### Текстовый фрагмент
-*-

Литература как жизнь. Том I - Урнов Дмитрий Михайлович 7 стр.


По пути в нашу деревню мы оказались на бывшем бойком месте, где устраивались ярмарки, там уцелела чайная, воспетая поэтом Николаем Тряпкиным: «Чайная, чайная, место неслучайное…» Зашли в эту чудом сохранившуюся чайную, взяли пару чая, отец нам объяснил: кипяток и заварка, мы с братом поняли смысл слов, попадавшихся в классике, и двинулись дальше.

У деревни, прямо на дороге, пересекая нам путь своей тенью, стоял человек. Зимняя шапка была на нём… Вспоминая эту шапку среди яркого лета, я вижу её нелепость, но тогда, явись кто в кольчуге, удивления не было бы, всё казалось воскресающим баснословным прошлым. Отец обратился к стоявшему по имени: «Ты ли это?» – и назвал себя.

«А-а, – отозвался человек, – давно тебя не было»

«Ты ли это?»

-*-

### Предоставленные данные
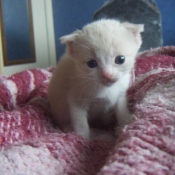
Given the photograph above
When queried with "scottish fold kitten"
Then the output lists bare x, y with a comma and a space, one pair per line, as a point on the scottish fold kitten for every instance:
94, 74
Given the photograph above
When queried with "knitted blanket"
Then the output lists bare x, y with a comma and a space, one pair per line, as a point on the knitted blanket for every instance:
31, 144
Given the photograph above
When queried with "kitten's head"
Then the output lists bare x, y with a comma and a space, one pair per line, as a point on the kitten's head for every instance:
104, 50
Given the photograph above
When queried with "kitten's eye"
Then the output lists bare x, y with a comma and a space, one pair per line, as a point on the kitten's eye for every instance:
120, 59
92, 64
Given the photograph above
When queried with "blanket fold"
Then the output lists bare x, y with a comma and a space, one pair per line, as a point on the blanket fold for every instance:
31, 144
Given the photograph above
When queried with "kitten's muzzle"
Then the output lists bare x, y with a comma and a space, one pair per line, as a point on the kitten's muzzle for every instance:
108, 79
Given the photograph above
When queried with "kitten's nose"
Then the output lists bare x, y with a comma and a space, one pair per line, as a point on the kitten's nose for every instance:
108, 76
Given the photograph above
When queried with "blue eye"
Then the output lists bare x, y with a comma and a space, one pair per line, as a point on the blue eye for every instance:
92, 64
120, 59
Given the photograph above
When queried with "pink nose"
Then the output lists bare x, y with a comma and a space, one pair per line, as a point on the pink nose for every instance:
108, 76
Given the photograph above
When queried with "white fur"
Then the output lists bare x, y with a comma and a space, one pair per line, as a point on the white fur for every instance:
78, 93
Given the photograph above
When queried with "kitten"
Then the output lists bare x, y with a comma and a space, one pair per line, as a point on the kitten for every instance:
94, 74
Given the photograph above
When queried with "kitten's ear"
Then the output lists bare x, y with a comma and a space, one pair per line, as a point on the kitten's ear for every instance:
69, 40
136, 29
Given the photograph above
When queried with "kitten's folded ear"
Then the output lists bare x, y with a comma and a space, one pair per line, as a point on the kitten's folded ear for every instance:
69, 41
136, 29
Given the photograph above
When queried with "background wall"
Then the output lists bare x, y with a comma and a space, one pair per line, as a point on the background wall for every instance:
70, 15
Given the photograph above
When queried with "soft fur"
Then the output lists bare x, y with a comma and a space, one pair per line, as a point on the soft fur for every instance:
77, 93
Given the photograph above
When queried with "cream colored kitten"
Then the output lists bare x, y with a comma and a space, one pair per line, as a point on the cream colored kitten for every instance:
94, 74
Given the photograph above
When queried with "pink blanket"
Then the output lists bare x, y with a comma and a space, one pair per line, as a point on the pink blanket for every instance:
30, 143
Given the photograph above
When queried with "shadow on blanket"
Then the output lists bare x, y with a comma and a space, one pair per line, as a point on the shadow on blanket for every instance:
31, 145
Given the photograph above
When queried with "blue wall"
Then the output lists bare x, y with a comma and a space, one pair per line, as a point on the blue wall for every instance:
70, 15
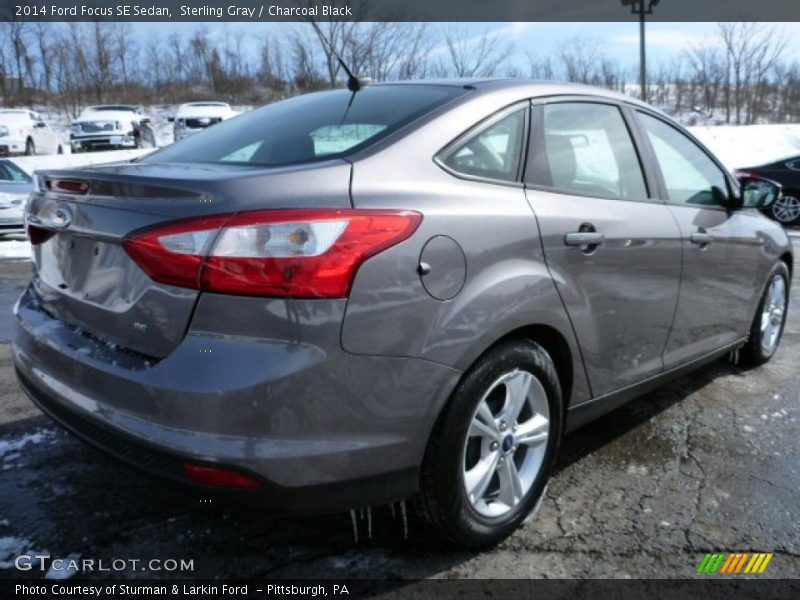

-*-

### Задания к выполнению
a: Выпишите часть отрывка о дороге в деревню: начните с места, где стоят слова «Литература как жизнь.», и остановитесь после слов «и двинулись дальше.».
b: Напишите, что следует дальше в отрывке о дороге в деревню после его последней фразы.

### Ответы по заданиям
a:
Литература как жизнь. Том I - Урнов Дмитрий Михайлович 7 стр.


По пути в нашу деревню мы оказались на бывшем бойком месте, где устраивались ярмарки, там уцелела чайная, воспетая поэтом Николаем Тряпкиным: «Чайная, чайная, место неслучайное…» Зашли в эту чудом сохранившуюся чайную, взяли пару чая, отец нам объяснил: кипяток и заварка, мы с братом поняли смысл слов, попадавшихся в классике, и двинулись дальше.

b:
«Я и есть», – подтвердил встречный безучастно, словно он ли, не он – неважно.

Они постояли друг против друга. Ветер задел редеющие волосы отца, блеснула седина. Отец спросил: «Наши есть?» В шапке утвердительно кивнул в ответ, однако не показал к ним, хотя бы невольным взмахом, дороги, будто проверял, всё ли отец забыл и что помнит. Отец и не спрашивал. Они ещё постояли друг против друга с отсутствием выражения на лицах. Стояли, не произнося ни слова, казалось, лишь затем, чтобы послушать, как пролетает, сухо посвистывая, ветер.

«Ладно», – произнёс отец.

«Ага», – отозвался встречный, и мы пошли.

«Сосед», – пояснил отец и вдруг воскликнул: «Хорош! Сам себя не узнает»

Позднее, в течение дня, я от сельских родственников услышал, что это Карась, из бедноты, похоже, уклонившийся от сведения счётов со своим социальным врагом, и отец, кажется, был несклонен освежать их общих воспоминаний.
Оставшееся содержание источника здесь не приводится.